begin Task data
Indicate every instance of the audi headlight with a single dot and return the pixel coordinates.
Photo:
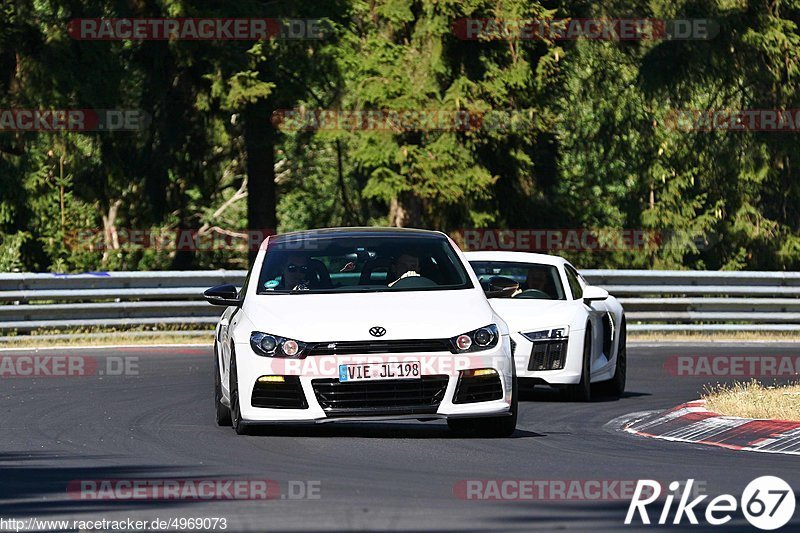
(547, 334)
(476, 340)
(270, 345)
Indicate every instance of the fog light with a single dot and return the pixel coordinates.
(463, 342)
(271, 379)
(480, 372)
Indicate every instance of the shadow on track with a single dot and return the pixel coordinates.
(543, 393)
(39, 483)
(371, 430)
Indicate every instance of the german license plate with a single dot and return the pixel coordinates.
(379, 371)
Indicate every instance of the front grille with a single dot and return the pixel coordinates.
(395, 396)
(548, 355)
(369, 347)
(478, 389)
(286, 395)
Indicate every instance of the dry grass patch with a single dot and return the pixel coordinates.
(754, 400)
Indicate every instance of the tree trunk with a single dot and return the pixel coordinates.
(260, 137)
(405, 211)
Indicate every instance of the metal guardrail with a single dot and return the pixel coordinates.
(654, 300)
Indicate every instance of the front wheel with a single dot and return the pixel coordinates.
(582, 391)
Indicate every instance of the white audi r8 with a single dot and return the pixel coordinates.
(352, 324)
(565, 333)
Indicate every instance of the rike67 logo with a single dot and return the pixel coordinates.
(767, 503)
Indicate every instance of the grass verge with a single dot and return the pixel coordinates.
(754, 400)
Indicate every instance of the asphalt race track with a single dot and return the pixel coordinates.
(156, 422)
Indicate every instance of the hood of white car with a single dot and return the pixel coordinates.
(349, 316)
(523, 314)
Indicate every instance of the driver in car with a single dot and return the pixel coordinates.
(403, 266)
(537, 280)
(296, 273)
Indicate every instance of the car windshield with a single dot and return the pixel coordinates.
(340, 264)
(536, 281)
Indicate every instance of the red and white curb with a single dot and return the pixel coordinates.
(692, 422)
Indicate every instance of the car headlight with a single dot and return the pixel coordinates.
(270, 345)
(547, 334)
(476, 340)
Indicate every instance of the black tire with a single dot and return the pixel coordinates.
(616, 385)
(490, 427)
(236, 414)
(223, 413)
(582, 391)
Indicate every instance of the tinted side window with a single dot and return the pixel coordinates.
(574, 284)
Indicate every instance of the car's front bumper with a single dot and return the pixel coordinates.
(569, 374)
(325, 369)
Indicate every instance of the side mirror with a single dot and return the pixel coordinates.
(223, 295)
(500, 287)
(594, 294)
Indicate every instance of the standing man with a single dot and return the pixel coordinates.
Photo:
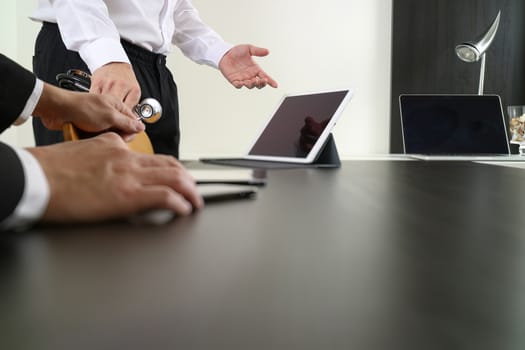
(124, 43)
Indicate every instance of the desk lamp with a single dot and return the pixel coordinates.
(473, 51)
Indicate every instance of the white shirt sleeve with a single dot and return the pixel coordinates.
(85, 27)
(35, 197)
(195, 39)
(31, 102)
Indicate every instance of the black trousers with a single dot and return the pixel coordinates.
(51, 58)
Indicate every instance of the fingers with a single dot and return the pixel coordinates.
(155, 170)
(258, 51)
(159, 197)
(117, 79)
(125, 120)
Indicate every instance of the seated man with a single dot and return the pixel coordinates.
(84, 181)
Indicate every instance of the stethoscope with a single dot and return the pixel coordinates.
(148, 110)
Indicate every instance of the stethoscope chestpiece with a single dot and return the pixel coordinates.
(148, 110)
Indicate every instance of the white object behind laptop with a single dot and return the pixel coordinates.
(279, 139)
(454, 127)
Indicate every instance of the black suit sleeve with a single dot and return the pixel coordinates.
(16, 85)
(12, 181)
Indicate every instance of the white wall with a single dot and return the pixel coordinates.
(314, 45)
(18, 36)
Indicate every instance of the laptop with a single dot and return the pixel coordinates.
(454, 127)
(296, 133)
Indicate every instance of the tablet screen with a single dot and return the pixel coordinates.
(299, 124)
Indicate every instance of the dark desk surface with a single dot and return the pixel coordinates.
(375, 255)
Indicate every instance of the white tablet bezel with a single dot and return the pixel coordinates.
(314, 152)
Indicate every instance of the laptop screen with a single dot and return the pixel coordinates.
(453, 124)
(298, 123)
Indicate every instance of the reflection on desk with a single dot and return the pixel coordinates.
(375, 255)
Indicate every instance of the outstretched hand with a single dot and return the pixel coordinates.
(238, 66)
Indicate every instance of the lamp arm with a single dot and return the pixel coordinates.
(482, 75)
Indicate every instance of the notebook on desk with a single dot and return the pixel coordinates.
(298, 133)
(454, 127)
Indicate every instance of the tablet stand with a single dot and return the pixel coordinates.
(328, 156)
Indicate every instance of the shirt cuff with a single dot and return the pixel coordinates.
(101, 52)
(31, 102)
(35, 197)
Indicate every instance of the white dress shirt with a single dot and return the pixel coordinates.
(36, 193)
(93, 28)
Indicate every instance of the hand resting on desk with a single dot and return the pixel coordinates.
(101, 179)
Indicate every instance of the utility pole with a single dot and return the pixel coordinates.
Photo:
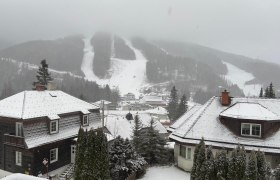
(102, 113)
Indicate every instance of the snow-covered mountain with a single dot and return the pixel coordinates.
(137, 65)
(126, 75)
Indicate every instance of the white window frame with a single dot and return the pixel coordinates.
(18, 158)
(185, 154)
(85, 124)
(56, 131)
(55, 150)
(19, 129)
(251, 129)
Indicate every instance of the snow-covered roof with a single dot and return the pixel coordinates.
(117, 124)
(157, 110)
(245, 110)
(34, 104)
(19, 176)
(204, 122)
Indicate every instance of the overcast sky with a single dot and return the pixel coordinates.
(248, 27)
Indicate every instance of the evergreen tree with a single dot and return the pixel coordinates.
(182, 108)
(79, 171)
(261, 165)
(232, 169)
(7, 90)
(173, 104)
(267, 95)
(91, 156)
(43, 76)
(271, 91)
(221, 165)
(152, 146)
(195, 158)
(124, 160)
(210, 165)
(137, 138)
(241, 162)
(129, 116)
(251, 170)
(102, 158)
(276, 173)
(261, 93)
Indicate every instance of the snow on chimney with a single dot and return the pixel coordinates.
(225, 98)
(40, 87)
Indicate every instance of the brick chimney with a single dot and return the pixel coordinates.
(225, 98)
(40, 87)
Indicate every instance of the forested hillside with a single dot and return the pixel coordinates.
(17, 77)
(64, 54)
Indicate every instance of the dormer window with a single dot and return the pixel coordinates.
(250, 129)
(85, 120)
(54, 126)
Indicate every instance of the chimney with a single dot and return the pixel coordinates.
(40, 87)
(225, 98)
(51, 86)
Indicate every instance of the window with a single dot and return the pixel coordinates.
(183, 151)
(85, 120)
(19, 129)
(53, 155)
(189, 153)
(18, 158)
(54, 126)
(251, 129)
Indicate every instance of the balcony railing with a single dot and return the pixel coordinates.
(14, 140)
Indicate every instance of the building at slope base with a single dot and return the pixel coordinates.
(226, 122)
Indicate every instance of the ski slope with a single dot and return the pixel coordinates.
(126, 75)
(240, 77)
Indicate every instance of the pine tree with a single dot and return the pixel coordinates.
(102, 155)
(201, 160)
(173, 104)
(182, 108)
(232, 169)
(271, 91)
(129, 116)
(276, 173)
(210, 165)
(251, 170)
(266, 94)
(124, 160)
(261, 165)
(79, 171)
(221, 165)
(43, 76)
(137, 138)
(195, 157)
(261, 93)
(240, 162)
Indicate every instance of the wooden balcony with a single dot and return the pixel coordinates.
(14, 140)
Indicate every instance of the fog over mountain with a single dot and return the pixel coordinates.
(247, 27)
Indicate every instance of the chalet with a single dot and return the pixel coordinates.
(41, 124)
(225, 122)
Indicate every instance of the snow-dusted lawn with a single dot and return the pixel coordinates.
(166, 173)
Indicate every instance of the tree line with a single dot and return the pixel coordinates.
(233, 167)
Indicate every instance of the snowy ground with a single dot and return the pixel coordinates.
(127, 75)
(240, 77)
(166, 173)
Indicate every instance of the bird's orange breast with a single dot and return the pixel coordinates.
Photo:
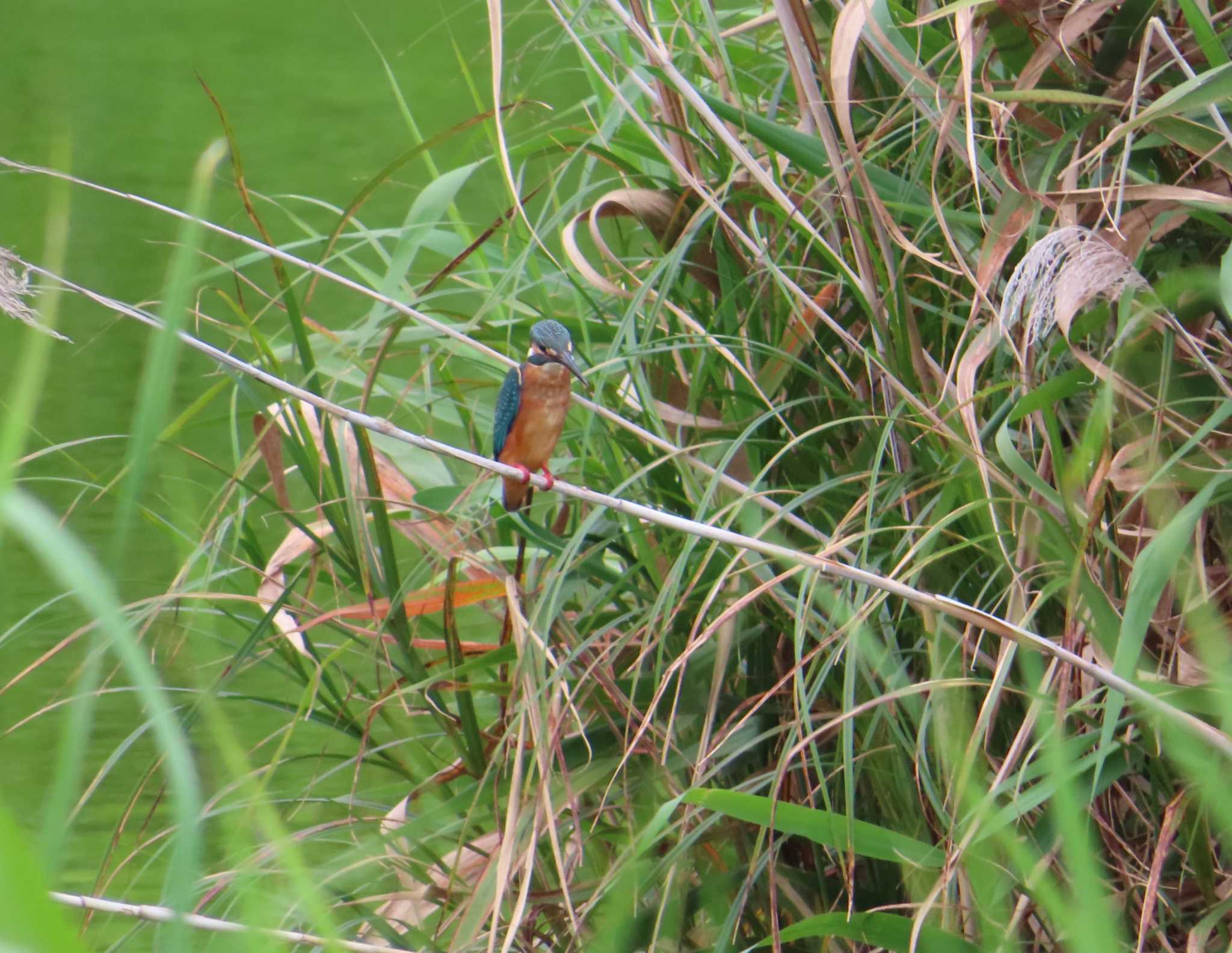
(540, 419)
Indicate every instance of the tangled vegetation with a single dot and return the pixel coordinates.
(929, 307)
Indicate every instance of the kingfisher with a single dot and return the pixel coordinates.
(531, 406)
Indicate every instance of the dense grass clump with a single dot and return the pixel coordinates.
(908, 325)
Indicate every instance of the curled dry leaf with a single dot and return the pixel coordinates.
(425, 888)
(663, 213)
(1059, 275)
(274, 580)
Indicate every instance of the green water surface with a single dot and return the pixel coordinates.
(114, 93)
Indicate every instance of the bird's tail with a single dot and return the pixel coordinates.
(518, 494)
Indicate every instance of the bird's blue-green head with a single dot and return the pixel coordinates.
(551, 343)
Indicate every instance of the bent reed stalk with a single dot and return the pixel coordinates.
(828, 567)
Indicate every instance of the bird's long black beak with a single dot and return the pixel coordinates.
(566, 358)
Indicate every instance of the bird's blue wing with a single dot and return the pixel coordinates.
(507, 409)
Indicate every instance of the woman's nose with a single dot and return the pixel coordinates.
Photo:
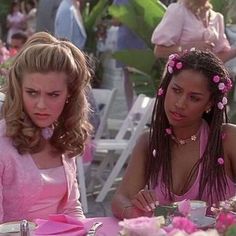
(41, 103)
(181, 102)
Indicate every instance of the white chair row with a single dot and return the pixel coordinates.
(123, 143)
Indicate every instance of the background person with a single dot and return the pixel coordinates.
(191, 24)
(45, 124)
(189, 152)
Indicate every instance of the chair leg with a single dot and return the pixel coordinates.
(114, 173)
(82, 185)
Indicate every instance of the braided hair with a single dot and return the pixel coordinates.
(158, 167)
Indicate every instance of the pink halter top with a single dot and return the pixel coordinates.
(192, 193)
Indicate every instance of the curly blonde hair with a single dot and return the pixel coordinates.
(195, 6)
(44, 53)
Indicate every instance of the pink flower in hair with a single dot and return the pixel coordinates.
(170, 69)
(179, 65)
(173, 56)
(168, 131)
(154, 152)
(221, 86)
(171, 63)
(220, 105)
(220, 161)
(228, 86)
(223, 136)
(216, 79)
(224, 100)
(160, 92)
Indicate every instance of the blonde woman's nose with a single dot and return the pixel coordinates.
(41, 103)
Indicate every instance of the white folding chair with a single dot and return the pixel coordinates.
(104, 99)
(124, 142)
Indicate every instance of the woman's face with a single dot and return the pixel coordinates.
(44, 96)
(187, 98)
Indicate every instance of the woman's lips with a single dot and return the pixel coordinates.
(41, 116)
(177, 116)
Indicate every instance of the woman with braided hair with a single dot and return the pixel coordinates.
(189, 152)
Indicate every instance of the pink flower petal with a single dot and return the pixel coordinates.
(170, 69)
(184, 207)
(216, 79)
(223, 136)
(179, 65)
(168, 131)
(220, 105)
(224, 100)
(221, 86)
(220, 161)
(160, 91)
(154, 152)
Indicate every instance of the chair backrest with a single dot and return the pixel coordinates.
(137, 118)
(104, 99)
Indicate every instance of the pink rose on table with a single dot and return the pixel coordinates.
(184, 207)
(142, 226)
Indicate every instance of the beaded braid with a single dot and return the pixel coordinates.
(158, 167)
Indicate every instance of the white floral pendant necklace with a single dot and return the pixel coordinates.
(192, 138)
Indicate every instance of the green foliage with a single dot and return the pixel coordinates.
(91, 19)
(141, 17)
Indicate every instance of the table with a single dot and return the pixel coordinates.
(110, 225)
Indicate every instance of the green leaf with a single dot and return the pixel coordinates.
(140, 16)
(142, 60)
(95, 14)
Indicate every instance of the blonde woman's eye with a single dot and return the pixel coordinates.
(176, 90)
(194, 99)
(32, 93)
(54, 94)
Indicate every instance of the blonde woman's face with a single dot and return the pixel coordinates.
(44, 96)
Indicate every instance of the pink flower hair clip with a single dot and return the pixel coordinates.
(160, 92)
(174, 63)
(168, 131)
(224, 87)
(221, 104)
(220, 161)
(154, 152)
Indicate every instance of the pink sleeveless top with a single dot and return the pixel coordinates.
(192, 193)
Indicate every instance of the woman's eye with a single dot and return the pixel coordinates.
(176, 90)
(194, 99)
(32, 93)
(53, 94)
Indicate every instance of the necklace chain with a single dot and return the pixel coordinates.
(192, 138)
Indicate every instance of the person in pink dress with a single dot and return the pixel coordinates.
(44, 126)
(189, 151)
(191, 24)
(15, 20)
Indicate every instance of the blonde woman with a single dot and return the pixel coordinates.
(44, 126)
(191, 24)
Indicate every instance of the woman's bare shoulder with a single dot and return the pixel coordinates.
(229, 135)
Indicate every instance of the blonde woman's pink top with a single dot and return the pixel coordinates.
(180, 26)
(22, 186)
end Task data
● Instructions to follow
Quote exactly and only the lines from the one holding "Indicate every instance of the chair backrest" through the end of the data.

● Completed exercise
Indicate every instance of the chair backrest with a single dot and return the pixel coordinates.
(137, 118)
(104, 99)
Indicate every instance of the pink rose on table with a single dot and return the pixel coordinates.
(184, 207)
(142, 226)
Indicate every instance of the beaded braid with a single dot and return the pixel coordinates.
(158, 167)
Indicate every instance of the white floral pendant necklace with a single dot and return the pixel coordinates.
(192, 138)
Indicate every instance of the green foliage with a single dot and return the pixel coordinates.
(91, 19)
(141, 17)
Indicate every instance of the table with a single dot and return the pixel coordinates.
(110, 225)
Indicate every instance of the green leaf with a single dot and return the pixel coordinates.
(140, 16)
(142, 60)
(95, 14)
Indicate every instance of the blonde woman's eye with a single dot and return the pixel coordinates.
(176, 90)
(194, 99)
(32, 93)
(54, 94)
Indicate every instance of the blonde woman's face with a single dot and return the pixel coordinates.
(44, 96)
Indicate every instance of the pink flower hair clip with a single dot and return the pixel coordinates.
(160, 92)
(174, 63)
(168, 131)
(224, 87)
(221, 104)
(220, 161)
(154, 152)
Indicate every instance of the pink sleeveless top with a single dot and return the pixel coordinates.
(192, 193)
Indicate every instance of the woman's eye with a single dot and return the pixel coordinates.
(176, 90)
(194, 99)
(32, 93)
(53, 94)
Indicate every instance of the necklace chain with a single dot and return the pixel coordinates.
(192, 138)
Indicate every instance of the person in pink dress with a single dot and return the pixel coordinates.
(44, 126)
(189, 151)
(191, 24)
(15, 20)
Indicate every instance of the blonde woman with a single dot and return the pixel coordinates.
(44, 126)
(191, 24)
Indicate every instance of the woman's bare shoulder with a single dot and return the pixel coordinates.
(229, 135)
Indicate every instance of the blonde woman's pink top with a single dot and return the pixel coordinates.
(180, 26)
(22, 186)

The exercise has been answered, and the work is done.